WHAT NEEDS TO BE DONE:
Rewrite the stretch of data from the start through the line containing "[0,777,952,1270]", keeping every line and offsetting each bounding-box coordinate by adding 53 to it. Leave the pictures out of your answer.

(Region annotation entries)
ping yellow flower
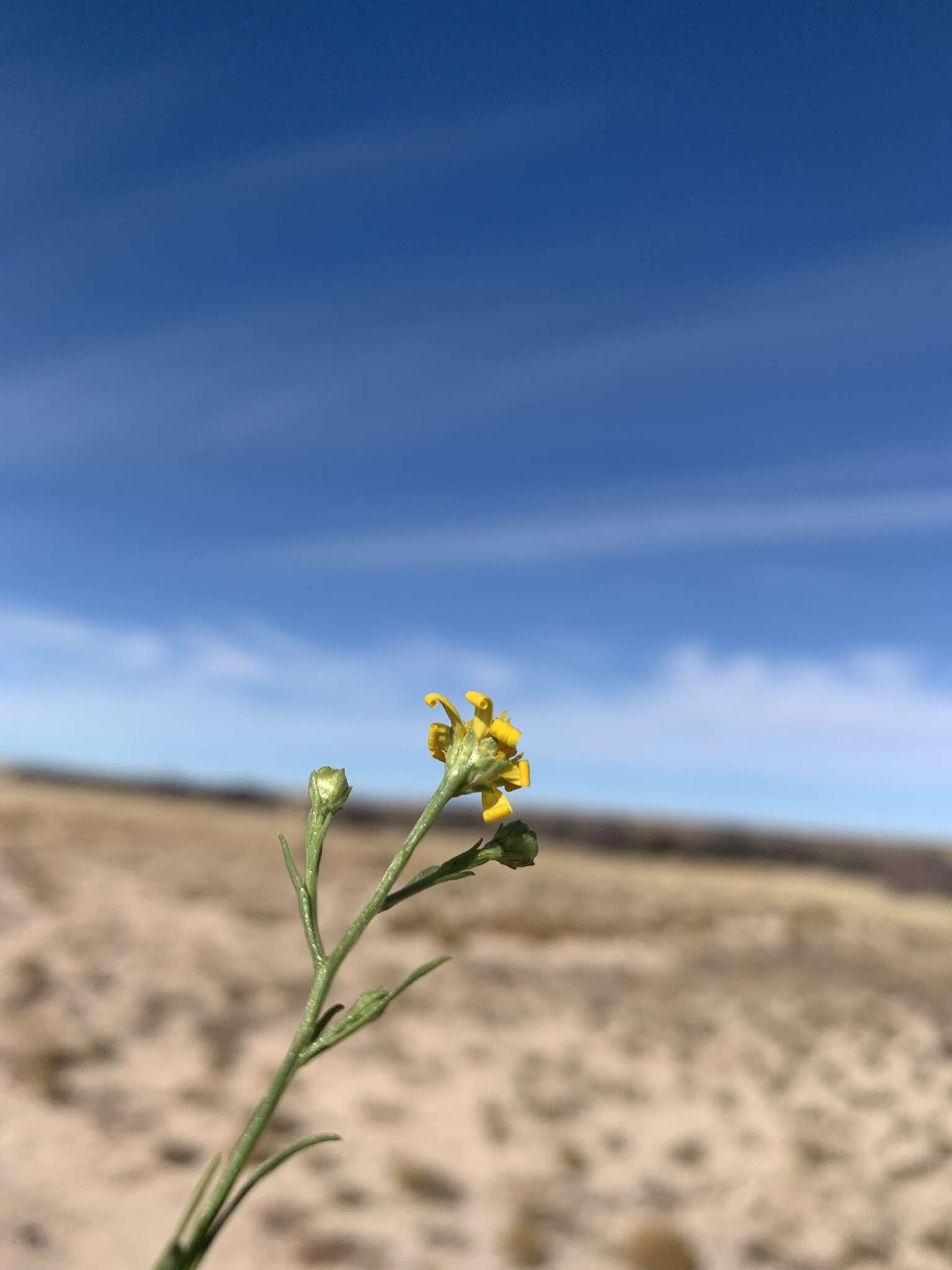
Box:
[423,692,529,824]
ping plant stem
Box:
[154,770,465,1270]
[180,968,332,1254]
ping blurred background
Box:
[0,0,952,1270]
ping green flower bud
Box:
[476,820,538,869]
[324,988,392,1040]
[307,767,350,815]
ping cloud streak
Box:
[0,610,952,828]
[250,489,952,571]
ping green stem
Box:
[305,809,334,960]
[180,969,330,1254]
[154,771,465,1270]
[327,768,466,975]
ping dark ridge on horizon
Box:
[0,763,952,895]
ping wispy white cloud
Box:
[0,611,952,827]
[480,236,952,402]
[244,489,952,571]
[0,229,952,466]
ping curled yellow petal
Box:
[466,692,493,740]
[488,715,522,750]
[482,790,513,824]
[500,758,531,790]
[426,722,453,763]
[423,692,466,737]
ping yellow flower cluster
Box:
[423,692,529,824]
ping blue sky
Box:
[0,0,952,835]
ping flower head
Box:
[423,692,529,823]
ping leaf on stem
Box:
[171,1152,221,1243]
[278,833,324,968]
[297,952,452,1067]
[202,1133,340,1252]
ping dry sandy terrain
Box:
[0,778,952,1270]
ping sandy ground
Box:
[0,779,952,1270]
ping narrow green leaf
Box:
[390,952,453,1001]
[203,1133,340,1251]
[171,1152,221,1245]
[278,833,324,968]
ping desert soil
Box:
[0,777,952,1270]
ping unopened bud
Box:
[325,988,391,1040]
[478,820,538,869]
[307,767,350,815]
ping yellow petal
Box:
[426,722,453,763]
[499,758,529,790]
[423,692,466,737]
[482,790,513,824]
[466,692,493,740]
[488,715,522,750]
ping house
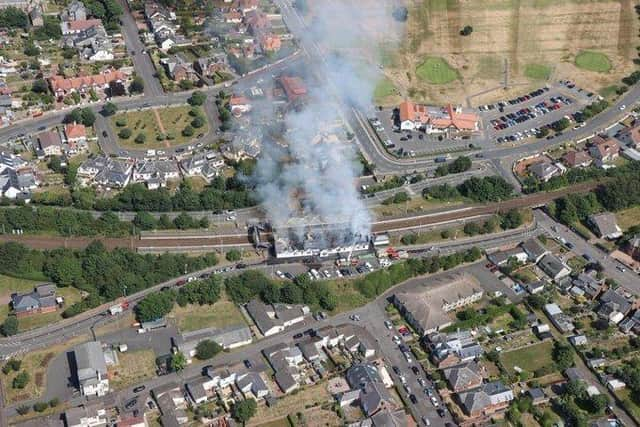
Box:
[74,341,109,396]
[11,284,58,317]
[393,274,483,335]
[522,238,549,264]
[442,362,482,393]
[589,135,620,167]
[426,331,483,369]
[48,70,127,97]
[616,123,640,149]
[487,247,529,267]
[245,299,309,336]
[132,160,180,190]
[544,303,575,333]
[37,131,62,156]
[538,254,571,282]
[457,381,514,418]
[398,101,480,133]
[236,372,270,399]
[64,403,109,427]
[171,324,252,360]
[562,151,593,168]
[278,76,307,103]
[529,162,561,182]
[589,212,622,240]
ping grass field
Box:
[169,299,245,332]
[501,341,553,373]
[616,206,640,231]
[576,50,611,73]
[416,56,458,85]
[372,0,640,105]
[111,106,209,150]
[109,350,156,390]
[524,64,551,80]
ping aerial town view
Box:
[0,0,640,427]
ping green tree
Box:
[225,249,242,262]
[2,316,18,337]
[169,351,187,372]
[196,340,222,360]
[231,399,258,425]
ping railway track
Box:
[0,182,598,252]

FINISHED EXERCISE:
ping yellow flower
Box:
[476,745,582,877]
ping plant stem
Box:
[207,823,518,1323]
[233,1021,385,1307]
ping blurred background
Box:
[53,53,1005,1323]
ping green flower bud
Box:
[529,873,591,922]
[377,1041,445,1093]
[360,820,403,868]
ping cloud streak
Box:
[53,663,1005,881]
[303,542,1005,624]
ping green stem
Box:
[358,862,387,1013]
[233,1022,383,1307]
[207,824,518,1323]
[380,821,519,1028]
ping dark ridge on horizon
Box:
[53,816,1005,948]
ping wispy white cloud
Box:
[53,664,1005,880]
[533,289,1005,455]
[297,542,1005,624]
[53,282,1005,519]
ping curled yellow petal
Box:
[519,745,546,793]
[541,768,575,803]
[535,843,566,877]
[553,811,584,843]
[479,775,506,816]
[476,745,519,790]
ping yellow flower cluster
Box:
[476,745,582,877]
ping blue sky
Box:
[53,53,1005,888]
ping flower head
Box:
[476,745,582,876]
ping leaf on stem
Box:
[224,1205,274,1296]
[331,886,377,1021]
[350,1005,505,1120]
[255,1186,393,1305]
ping dry sandy terrain
Box:
[53,831,1005,1323]
ping sandy ground
Box:
[53,832,1005,1323]
ping narrow green leaf
Box:
[443,1005,506,1054]
[256,1186,393,1304]
[224,1205,274,1298]
[331,886,377,1021]
ping desert soil
Box:
[53,830,1005,1323]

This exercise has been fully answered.